▸ **Instructions to follow**:
Replace every "Target" in the material below with "Label" and write the material out again with nothing else changed. Leave the pictures out.

--- BEGIN Provided records ---

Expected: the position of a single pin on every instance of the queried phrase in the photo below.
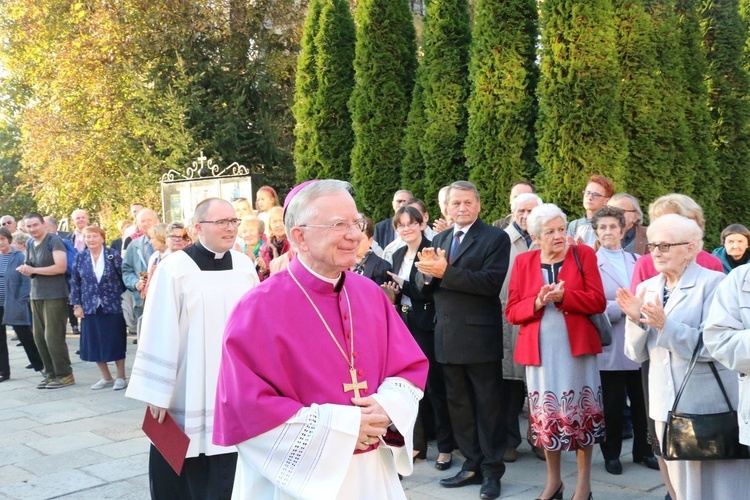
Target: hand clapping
(432, 262)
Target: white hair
(523, 198)
(679, 228)
(300, 210)
(541, 215)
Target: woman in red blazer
(551, 298)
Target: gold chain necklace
(355, 385)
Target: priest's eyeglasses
(664, 247)
(340, 227)
(222, 223)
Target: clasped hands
(639, 311)
(554, 292)
(432, 262)
(373, 424)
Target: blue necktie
(454, 246)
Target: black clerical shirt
(206, 260)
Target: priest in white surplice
(320, 379)
(189, 300)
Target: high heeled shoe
(590, 497)
(557, 495)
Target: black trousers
(435, 399)
(202, 478)
(26, 337)
(514, 396)
(615, 384)
(475, 395)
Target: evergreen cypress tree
(384, 66)
(579, 129)
(724, 37)
(412, 166)
(651, 95)
(500, 145)
(445, 85)
(333, 134)
(698, 180)
(306, 87)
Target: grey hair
(633, 200)
(679, 228)
(443, 193)
(301, 208)
(523, 198)
(461, 186)
(541, 215)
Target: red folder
(169, 439)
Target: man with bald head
(177, 363)
(9, 223)
(136, 261)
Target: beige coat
(511, 369)
(727, 336)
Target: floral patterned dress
(565, 393)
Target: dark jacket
(17, 290)
(376, 269)
(422, 302)
(469, 321)
(384, 232)
(87, 292)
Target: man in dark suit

--- END Provided records ---

▸ **Solution to the exercise**:
Expected: the position of a single pin on every instance of the queried phrase in the photo below.
Label: hand clapping
(432, 262)
Label: white hair
(523, 198)
(679, 228)
(300, 210)
(541, 215)
Label: woman in red blazer
(551, 298)
Label: gold chain necklace
(355, 385)
Label: priest's eyeglasses
(664, 247)
(340, 227)
(222, 223)
Label: clasped hands
(639, 311)
(554, 292)
(432, 262)
(373, 424)
Label: blue necktie
(454, 246)
Label: black clerical shirt
(206, 260)
Label: priest in white surplice
(320, 379)
(189, 300)
Label: high heeled shoe
(590, 497)
(557, 495)
Label: black trousers
(435, 399)
(202, 478)
(26, 337)
(514, 396)
(615, 384)
(475, 395)
Label: evergreen cypress tree
(384, 66)
(579, 129)
(724, 37)
(412, 166)
(651, 95)
(500, 145)
(445, 85)
(333, 134)
(698, 180)
(306, 87)
Label: grey hair
(633, 200)
(679, 228)
(443, 193)
(301, 208)
(523, 198)
(461, 186)
(541, 215)
Label: red folder
(169, 439)
Label: man with bald head
(177, 363)
(9, 223)
(136, 261)
Label: beige coat
(511, 369)
(727, 336)
Label: floral patterned dress
(565, 393)
Label: dark jacket
(17, 290)
(376, 269)
(422, 302)
(469, 321)
(384, 232)
(87, 292)
Label: man in dark suit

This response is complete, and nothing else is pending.